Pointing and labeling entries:

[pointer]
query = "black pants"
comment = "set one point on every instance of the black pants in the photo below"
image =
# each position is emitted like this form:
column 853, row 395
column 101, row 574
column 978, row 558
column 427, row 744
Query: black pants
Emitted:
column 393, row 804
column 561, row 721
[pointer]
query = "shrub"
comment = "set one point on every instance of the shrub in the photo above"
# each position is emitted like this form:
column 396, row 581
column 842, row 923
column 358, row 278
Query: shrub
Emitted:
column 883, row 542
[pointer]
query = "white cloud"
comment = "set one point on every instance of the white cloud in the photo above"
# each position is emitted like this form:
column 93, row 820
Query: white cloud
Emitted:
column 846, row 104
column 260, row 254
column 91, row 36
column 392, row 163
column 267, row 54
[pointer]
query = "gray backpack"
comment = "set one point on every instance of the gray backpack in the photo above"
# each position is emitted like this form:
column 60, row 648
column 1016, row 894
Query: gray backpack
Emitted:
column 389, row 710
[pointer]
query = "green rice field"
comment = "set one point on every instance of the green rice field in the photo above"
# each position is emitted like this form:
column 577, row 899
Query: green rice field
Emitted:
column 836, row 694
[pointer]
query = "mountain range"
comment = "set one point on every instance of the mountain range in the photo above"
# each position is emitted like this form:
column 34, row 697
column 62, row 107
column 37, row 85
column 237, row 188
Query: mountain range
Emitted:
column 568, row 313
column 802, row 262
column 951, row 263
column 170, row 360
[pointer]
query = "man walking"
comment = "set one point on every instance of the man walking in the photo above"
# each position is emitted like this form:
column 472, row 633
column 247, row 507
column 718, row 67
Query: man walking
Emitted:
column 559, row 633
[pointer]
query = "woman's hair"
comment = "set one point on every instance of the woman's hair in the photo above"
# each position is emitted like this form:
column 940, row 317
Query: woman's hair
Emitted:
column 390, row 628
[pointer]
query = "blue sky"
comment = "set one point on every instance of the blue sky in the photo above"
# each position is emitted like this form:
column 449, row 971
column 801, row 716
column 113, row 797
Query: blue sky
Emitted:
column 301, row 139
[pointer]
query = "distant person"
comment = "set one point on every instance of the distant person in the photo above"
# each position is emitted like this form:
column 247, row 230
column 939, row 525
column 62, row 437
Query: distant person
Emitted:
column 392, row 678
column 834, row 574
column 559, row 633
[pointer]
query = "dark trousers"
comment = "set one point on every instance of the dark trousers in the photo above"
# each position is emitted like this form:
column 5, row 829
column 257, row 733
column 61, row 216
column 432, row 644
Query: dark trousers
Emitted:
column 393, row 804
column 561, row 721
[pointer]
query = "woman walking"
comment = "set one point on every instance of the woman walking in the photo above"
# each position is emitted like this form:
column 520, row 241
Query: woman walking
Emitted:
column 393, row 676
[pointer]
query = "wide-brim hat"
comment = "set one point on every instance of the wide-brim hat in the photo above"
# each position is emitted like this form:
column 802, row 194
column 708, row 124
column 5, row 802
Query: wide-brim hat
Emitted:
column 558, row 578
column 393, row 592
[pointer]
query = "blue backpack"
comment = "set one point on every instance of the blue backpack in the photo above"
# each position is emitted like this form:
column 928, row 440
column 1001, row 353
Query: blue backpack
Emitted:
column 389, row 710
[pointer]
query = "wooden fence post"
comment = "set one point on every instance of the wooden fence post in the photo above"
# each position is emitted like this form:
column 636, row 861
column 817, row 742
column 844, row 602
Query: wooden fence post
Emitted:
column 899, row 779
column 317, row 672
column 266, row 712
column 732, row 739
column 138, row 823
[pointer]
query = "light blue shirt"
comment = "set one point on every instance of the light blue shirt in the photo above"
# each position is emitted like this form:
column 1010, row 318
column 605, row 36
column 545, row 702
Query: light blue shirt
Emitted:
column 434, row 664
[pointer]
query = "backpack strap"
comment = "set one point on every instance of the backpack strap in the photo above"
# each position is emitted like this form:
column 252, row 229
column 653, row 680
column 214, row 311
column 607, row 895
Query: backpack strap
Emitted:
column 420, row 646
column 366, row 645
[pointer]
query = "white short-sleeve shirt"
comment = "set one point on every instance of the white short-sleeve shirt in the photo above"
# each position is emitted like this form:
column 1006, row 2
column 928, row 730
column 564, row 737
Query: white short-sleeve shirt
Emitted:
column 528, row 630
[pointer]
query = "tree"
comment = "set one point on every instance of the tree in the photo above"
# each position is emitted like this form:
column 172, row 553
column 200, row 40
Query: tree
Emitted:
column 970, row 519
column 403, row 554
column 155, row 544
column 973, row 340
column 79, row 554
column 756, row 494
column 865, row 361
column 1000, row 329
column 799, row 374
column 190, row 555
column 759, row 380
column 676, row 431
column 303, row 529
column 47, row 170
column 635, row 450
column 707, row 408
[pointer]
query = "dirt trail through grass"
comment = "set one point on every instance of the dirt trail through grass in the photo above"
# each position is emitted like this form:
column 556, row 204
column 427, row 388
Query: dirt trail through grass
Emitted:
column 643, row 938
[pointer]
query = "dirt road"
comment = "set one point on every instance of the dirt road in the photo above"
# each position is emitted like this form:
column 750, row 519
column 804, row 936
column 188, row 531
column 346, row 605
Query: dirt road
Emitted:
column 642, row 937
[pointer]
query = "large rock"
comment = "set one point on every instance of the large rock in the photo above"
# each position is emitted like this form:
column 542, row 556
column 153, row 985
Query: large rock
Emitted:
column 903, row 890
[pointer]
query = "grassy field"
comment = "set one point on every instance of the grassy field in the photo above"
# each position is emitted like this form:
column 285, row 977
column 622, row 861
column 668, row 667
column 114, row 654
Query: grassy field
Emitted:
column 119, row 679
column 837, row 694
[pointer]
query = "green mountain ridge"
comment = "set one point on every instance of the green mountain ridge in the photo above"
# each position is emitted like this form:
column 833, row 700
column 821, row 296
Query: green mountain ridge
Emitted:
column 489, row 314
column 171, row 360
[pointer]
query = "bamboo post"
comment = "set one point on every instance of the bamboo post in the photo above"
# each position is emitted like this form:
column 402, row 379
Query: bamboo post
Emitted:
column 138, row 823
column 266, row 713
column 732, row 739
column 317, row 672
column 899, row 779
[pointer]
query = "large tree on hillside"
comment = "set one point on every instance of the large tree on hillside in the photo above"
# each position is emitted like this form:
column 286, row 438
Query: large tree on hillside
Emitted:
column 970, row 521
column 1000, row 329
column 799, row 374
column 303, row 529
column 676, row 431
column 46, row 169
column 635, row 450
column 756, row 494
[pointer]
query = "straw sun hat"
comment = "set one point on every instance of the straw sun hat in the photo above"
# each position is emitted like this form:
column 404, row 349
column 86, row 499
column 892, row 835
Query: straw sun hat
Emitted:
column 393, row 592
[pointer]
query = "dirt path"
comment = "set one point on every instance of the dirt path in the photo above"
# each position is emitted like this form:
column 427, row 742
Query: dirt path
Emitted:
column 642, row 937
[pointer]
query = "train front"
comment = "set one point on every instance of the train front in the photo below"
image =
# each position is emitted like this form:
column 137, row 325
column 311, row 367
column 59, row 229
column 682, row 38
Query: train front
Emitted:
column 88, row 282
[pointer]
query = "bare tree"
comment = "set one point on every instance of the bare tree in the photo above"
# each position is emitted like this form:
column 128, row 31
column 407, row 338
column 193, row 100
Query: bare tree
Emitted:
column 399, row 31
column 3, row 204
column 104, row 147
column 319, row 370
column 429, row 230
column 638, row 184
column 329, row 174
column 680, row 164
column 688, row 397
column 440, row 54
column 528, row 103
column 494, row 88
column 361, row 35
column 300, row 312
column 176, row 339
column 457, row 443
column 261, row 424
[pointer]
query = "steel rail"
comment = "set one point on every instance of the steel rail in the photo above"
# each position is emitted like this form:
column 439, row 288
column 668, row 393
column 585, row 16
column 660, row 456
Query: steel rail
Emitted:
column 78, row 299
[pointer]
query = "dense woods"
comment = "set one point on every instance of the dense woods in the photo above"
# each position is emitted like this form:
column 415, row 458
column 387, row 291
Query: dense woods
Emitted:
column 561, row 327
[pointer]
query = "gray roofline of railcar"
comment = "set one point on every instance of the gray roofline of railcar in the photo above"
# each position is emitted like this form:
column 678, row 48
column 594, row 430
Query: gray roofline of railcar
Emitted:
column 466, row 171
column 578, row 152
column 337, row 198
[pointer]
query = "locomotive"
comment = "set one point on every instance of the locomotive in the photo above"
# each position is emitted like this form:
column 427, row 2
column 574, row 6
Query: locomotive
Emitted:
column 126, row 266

The task —
Write out the part that opens with the first line of the entries and closes with the line containing "column 170, row 360", both included, substituting "bush" for every "shrub" and leaving everything else as it stands.

Task response —
[pointer]
query = "black pants"
comment = "set one point on every instance of the black pants in the photo below"
image =
# each position is emitted like this form:
column 853, row 395
column 101, row 574
column 978, row 558
column 427, row 744
Query: black pants
Emitted:
column 393, row 804
column 561, row 721
[pointer]
query = "bush"
comment = "set one point on every instance of the bush in the photo above"
# each position is emitted like this form:
column 396, row 581
column 842, row 923
column 358, row 278
Query: bush
Emitted:
column 883, row 542
[pointer]
query = "white cloud"
comment = "set one point on every instance of the white cloud in the photo above"
# each position is emitted like this form:
column 93, row 820
Query: white cloud
Emitted:
column 846, row 104
column 260, row 254
column 91, row 36
column 392, row 163
column 267, row 54
[pointer]
query = "gray backpack"
comment = "set one point on every instance of the gray backpack in the photo above"
# each position is emitted like this form:
column 60, row 648
column 1016, row 894
Query: gray backpack
Emitted:
column 389, row 710
[pointer]
query = "green rice field"
comment = "set one point on every instance of the green rice field in the photo above"
# each position is emitted like this form:
column 577, row 899
Query: green rice field
Emitted:
column 836, row 694
[pointer]
query = "mountain range"
comment = "set one point on every instance of the mountain range in the photo above"
# each position is emitted like this form:
column 34, row 697
column 62, row 107
column 37, row 85
column 237, row 188
Query: mountain range
Emitted:
column 568, row 313
column 802, row 262
column 951, row 263
column 170, row 360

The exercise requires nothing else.